■ **TRECHO DO TEXTO**:
= = = =
A justiça de transição na Argentina e no Brasil
Por Carla Dóro de Oliveira e Doglas Cesar Lucas
Entre a década de 1970 e 1980, países latino-americanos como o Brasil, a Argentina, o Chile e o Uruguai passaram por um período de forte repressão estatal contra a população civil. Foram “anos de chumbo”, de regimes autoritários que governavam pelo uso da força, época em que a violação de direitos humanos era prática costumeira. Embora a história desses países seja semelhante em muitos aspectos, é interessante averiguar qual o caminho escolhido por um ou outro país para deixar para traz esse período de violação de direitos e reconstruir um espaço democrático, a fim de entender quais os possíveis reflexos dessas escolhas para o futuro de suas democracias.
A noção de justiça de transição engloba todas as medidas adotadas a fim de conduzir um país à construção de uma democracia após um período de restrição de direitos individuais. Para que se torne completo o processo transicional deve passar por quatro etapas distintas, são elas a reparação – moral e pecuniária –, o esclarecimento dos fatos e construção da memória, a regularização da justiça e, por fim, a reforma das instituições estatais (PAYNE; ABRÃO; TORELLY, 2011).
= = = =
■ **MATERIAL FORNECIDO**:
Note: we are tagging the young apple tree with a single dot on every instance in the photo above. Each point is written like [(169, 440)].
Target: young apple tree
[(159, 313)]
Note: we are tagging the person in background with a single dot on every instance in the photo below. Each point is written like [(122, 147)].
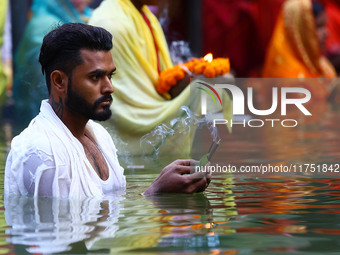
= = = =
■ **ENUNCIADO**:
Segundo o trecho sobre a justiça de transição, quais são as etapas que o processo transicional deve percorrer para se tornar completo? As linhas acima não são necessárias para resolver nada.

■ **RESPOSTA**:
- A reparação, moral e pecuniária
- O esclarecimento dos fatos e a construção da memória
- A regularização da justiça
- A reforma das instituições estatais